PROBLEM TO WORK ON: Copy out, word for word, the lines of the records from the line containing "Expected output: one point per instance of the building" through the last line of the records, including both.

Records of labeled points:
<<<<

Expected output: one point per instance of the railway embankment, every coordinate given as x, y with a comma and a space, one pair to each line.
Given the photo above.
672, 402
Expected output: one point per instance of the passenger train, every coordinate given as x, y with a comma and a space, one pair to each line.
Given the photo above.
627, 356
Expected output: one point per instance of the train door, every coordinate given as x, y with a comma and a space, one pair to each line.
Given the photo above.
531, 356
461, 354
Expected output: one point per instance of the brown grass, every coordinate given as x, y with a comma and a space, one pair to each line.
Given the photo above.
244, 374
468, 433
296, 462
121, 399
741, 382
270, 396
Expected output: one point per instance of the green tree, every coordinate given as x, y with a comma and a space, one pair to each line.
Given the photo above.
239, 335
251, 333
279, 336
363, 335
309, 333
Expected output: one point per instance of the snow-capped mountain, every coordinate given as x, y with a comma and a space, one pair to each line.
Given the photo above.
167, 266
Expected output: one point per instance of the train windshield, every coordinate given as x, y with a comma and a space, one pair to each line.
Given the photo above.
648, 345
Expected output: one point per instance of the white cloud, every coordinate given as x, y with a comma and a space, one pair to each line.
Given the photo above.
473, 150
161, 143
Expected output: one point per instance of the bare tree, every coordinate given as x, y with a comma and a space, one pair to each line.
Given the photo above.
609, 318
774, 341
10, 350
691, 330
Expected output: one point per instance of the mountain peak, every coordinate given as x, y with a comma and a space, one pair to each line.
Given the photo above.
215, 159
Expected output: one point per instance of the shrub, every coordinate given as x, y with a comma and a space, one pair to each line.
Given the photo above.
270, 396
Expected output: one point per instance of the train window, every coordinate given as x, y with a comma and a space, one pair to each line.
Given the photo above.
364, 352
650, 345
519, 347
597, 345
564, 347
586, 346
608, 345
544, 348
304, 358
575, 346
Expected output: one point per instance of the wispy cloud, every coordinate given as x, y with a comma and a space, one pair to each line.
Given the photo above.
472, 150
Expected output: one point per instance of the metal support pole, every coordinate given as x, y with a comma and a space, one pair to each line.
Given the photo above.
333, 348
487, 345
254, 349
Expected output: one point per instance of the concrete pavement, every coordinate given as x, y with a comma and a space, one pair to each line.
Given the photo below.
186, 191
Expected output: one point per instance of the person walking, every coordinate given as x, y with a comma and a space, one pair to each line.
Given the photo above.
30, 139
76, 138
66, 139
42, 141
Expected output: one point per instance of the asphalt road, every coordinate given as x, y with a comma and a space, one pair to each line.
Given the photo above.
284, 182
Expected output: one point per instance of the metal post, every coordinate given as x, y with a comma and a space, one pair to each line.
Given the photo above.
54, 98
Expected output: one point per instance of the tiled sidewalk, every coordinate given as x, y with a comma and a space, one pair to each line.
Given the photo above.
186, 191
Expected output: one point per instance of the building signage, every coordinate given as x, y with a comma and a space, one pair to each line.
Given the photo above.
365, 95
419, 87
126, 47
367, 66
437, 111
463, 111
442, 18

>>>>

OUTPUT:
Expected output: one point per instance of the building signage, every coordinate given as x, y with a comma and a space, one pair to each line.
Given the photo above.
365, 95
419, 87
126, 47
367, 66
437, 111
463, 111
442, 18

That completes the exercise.